GIVEN INFORMATION:
───

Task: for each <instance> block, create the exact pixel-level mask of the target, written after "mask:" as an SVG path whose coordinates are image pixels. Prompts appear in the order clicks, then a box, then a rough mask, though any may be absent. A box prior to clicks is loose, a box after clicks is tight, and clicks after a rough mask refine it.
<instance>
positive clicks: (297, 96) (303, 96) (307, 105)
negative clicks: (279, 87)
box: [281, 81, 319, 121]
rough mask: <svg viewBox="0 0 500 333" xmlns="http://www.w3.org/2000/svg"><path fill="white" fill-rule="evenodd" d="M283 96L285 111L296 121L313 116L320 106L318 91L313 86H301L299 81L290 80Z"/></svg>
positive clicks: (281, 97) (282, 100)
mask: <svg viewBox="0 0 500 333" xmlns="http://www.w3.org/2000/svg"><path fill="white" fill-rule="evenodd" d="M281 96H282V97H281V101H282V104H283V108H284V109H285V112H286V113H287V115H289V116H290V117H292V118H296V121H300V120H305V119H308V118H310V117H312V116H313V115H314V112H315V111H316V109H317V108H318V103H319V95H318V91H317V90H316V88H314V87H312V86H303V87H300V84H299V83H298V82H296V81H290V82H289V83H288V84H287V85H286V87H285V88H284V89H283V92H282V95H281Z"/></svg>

───

REQUIREMENT: Where a line of the listing holds the string "rough", copy that line.

YOUR SOLUTION:
Task: for each <instance> block, create the exact pixel-level mask of the target, written after "mask:" as an SVG path whose coordinates are image pixels. Prompts appear in the order clicks, then a box, then a rough mask, though any may be absent. A box prior to clicks is loose, a box after clicks is tight, and clicks after a rough mask refine it.
rough mask: <svg viewBox="0 0 500 333" xmlns="http://www.w3.org/2000/svg"><path fill="white" fill-rule="evenodd" d="M283 96L285 111L296 121L313 116L320 106L318 91L313 86H301L299 81L290 80Z"/></svg>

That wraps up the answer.